- Written exercise -
Reproduce exactly the lines from the one containing "the red knee-high" through the last line of the data, both ends included.

- Records for the task -

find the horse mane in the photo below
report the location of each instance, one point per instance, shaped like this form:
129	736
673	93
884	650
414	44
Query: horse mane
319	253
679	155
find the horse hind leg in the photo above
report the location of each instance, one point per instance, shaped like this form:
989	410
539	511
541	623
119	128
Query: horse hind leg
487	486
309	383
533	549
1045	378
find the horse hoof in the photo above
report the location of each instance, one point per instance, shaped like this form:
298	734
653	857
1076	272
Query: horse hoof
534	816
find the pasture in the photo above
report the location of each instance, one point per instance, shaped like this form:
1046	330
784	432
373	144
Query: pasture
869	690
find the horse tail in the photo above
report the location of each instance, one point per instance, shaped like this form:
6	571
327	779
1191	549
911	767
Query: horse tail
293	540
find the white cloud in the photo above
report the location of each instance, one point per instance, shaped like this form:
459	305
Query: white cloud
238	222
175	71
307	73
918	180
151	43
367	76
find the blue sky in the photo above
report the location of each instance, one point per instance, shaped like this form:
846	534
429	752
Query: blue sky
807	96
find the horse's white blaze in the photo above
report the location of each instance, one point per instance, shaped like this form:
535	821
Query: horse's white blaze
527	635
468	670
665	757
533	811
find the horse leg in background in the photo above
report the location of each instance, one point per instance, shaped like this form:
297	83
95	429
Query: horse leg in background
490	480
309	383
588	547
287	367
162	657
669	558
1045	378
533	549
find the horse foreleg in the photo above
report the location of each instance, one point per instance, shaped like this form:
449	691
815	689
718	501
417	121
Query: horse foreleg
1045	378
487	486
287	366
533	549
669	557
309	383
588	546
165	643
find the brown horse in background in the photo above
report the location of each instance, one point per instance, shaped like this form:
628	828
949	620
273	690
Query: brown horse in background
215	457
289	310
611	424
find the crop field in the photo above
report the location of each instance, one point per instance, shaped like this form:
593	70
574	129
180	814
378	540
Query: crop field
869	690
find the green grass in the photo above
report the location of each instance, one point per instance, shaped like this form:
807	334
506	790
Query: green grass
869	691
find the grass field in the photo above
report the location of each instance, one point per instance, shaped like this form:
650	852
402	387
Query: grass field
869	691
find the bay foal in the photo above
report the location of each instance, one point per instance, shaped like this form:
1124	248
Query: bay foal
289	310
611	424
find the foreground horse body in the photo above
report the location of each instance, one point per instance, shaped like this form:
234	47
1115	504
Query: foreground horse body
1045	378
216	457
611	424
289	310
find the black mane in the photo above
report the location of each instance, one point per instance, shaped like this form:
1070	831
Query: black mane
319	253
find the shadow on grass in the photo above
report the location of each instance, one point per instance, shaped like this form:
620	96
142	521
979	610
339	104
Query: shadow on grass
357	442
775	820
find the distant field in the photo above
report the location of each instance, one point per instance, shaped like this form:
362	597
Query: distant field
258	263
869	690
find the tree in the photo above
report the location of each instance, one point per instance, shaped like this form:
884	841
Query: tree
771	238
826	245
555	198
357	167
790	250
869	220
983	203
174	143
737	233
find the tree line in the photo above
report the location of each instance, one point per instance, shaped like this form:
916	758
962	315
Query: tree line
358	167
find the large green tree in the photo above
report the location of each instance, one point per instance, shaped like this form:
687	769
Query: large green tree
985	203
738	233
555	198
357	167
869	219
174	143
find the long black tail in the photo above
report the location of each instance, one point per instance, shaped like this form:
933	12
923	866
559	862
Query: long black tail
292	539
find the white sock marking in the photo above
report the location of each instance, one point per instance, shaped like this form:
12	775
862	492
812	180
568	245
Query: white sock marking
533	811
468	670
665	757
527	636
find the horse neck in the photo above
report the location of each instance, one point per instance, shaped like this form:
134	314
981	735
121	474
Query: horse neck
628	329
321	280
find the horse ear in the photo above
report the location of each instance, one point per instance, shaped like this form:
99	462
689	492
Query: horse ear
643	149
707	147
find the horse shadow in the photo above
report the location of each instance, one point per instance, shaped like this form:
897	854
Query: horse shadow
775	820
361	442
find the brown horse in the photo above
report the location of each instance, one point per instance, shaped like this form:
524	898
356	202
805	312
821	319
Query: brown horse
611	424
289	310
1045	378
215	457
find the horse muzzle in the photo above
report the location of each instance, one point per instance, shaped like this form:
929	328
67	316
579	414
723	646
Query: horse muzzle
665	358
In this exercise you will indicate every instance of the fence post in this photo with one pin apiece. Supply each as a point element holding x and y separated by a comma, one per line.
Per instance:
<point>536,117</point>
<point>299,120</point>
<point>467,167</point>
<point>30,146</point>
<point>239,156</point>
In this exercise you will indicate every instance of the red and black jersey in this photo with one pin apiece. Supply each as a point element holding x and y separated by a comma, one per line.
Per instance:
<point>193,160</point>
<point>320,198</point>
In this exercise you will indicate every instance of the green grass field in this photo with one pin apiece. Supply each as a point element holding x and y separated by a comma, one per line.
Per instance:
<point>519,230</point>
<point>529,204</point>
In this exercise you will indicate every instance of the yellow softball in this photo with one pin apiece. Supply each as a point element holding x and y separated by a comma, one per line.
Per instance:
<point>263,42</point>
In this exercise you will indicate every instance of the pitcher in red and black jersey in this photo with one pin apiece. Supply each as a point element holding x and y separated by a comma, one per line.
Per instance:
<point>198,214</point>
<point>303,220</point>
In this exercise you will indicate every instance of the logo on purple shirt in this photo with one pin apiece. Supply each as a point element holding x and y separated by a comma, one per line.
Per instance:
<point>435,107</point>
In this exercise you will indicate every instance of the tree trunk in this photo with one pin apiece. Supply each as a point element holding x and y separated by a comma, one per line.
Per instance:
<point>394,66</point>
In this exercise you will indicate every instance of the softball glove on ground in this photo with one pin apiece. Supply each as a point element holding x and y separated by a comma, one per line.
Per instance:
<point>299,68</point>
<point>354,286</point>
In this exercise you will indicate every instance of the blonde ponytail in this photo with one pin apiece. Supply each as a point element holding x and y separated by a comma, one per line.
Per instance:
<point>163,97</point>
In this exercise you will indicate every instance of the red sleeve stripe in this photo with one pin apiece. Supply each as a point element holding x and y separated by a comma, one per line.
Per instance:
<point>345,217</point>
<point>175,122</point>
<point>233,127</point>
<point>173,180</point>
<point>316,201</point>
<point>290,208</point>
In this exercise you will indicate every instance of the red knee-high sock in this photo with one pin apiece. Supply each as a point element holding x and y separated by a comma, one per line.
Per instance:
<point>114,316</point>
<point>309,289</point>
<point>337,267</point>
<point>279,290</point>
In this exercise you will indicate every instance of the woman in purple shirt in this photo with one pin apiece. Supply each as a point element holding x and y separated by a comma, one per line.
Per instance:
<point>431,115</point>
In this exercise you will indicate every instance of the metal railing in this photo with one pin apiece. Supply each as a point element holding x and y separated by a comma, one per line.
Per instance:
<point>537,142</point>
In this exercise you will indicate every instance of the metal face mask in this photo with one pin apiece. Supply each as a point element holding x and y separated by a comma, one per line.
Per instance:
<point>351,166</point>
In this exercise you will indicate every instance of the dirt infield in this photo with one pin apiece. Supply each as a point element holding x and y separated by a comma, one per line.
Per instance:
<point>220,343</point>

- Problem solution -
In this exercise you will indicate every instance of the red knee-high sock in this photo with one pin apiece. Supply each as a point element holding x and y separated by a comma, one per line.
Per instance:
<point>114,316</point>
<point>309,289</point>
<point>337,267</point>
<point>279,290</point>
In this exercise you will indicate every instance of the woman in purple shirt in this photo with one pin apiece. Supply each as a point element holding x and y separated by a comma, one per line.
Per instance:
<point>431,115</point>
In this exercise you will indicate every instance of the metal railing in this photo with one pin apiece. Supply each as a point element holding x and y separated by a comma, one per line.
Per instance:
<point>537,142</point>
In this exercise you will indicate every instance of the metal face mask in this photo with one pin apiece. Supply each as a point element holding x and y separated by a comma, one per line.
Per instance:
<point>351,166</point>
In this exercise you will indicate every instance of the dirt infield in this photo with one pin apiece. Supply each as a point element holding x and y separated by a comma, one per line.
Per instance:
<point>220,343</point>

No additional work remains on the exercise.